Supplied records>
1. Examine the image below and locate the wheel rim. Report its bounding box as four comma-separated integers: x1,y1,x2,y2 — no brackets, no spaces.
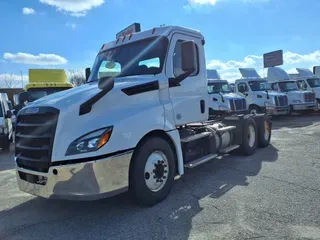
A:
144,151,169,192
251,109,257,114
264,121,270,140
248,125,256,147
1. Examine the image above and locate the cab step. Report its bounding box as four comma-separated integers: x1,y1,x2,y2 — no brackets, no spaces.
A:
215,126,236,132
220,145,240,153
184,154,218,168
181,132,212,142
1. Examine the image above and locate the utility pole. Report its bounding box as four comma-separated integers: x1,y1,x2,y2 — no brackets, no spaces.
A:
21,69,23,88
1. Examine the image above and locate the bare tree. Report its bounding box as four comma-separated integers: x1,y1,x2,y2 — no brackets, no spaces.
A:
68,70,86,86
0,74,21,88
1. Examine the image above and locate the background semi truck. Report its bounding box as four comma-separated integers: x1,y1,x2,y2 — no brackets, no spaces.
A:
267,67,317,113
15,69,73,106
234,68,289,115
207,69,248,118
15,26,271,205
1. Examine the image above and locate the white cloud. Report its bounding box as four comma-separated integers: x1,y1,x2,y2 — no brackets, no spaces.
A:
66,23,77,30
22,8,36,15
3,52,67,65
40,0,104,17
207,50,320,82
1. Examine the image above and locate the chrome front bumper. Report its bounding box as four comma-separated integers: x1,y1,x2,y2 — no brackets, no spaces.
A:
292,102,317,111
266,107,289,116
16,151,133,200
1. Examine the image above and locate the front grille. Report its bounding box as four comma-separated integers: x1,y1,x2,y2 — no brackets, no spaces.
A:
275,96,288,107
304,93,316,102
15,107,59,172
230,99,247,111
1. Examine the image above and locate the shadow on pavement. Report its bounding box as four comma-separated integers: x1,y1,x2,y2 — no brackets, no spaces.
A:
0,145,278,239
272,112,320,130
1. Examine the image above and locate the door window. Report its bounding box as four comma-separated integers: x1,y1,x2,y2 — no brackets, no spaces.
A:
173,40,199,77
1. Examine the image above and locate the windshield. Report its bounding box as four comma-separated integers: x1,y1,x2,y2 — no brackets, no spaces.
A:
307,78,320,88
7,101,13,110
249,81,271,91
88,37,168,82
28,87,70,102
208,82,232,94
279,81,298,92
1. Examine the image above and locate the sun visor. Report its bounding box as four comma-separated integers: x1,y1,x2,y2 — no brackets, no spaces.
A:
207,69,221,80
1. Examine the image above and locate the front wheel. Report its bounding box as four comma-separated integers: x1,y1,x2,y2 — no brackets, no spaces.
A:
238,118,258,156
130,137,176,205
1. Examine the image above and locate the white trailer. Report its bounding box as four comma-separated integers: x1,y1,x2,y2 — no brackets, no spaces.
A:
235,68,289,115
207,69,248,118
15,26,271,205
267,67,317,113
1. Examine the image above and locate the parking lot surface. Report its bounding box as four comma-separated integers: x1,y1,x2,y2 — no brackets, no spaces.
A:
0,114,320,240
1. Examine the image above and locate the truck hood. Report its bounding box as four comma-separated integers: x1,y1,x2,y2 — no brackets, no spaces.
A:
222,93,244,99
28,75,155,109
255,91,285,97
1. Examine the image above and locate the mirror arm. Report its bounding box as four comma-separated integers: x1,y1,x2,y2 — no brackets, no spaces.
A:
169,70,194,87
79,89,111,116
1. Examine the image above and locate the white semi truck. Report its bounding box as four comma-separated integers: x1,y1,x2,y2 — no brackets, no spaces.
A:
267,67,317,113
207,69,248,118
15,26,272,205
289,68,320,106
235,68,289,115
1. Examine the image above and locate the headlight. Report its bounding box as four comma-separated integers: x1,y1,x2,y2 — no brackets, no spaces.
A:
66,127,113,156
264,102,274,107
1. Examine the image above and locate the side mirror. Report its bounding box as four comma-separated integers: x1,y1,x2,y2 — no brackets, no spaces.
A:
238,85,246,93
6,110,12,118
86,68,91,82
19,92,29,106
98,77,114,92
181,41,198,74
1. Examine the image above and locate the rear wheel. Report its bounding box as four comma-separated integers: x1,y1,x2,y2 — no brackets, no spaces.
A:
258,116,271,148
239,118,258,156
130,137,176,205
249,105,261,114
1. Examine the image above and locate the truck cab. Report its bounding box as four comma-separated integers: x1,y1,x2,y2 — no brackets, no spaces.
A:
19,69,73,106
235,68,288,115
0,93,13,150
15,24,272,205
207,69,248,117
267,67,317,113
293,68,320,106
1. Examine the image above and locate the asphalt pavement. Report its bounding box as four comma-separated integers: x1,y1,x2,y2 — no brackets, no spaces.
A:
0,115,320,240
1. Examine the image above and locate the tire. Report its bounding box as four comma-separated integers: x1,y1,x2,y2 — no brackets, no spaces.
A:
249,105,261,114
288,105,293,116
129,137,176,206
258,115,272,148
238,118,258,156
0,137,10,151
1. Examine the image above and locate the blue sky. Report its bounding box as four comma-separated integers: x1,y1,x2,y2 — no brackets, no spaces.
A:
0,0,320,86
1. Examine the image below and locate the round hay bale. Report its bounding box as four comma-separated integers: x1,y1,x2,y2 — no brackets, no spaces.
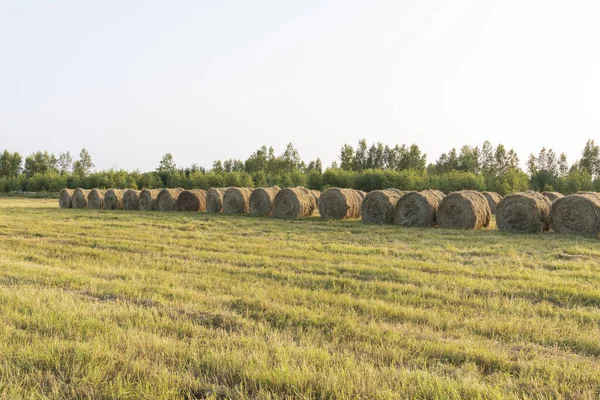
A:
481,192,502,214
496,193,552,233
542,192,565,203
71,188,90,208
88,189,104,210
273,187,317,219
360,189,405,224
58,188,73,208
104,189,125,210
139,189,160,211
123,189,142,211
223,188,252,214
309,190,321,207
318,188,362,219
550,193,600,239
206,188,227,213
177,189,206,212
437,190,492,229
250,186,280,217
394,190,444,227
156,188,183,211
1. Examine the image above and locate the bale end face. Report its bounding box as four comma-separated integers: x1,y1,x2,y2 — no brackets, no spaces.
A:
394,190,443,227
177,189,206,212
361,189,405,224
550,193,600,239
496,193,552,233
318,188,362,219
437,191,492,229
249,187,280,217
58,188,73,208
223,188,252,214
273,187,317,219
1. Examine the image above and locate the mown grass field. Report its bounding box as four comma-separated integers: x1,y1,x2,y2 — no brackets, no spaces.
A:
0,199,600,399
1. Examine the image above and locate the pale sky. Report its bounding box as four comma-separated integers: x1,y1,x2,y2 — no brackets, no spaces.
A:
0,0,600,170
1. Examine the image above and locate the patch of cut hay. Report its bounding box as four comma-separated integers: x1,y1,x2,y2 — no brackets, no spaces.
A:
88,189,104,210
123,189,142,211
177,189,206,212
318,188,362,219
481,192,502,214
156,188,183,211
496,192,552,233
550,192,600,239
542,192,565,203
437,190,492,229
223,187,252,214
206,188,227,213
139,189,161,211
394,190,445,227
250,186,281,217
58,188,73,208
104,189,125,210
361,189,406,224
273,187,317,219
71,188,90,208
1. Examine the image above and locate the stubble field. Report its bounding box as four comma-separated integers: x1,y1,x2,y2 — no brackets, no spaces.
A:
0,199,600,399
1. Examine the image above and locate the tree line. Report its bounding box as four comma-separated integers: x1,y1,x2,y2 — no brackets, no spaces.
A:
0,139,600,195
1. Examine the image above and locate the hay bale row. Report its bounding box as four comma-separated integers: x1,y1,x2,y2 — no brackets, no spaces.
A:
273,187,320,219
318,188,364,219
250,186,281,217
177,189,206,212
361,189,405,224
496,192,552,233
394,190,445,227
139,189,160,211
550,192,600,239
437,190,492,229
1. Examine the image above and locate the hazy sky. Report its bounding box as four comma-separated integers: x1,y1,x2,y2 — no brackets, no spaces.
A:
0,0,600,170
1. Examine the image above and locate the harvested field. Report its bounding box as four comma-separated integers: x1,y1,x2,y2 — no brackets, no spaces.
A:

Task to carry out> Report every line from the records above that contains the word "semi", copying each such line in full.

Reply to the task>
1. Examine the image above and locate the background semi truck. Report its bounding box as four comma-separated integers: x1,y1,x2,y2 — no brackets, no spaces.
1. Examine the image above and locate the white semi truck. Report its bounding box as four comma-separated integers: x1,y1,x2,y2 — no brackets, no spaces.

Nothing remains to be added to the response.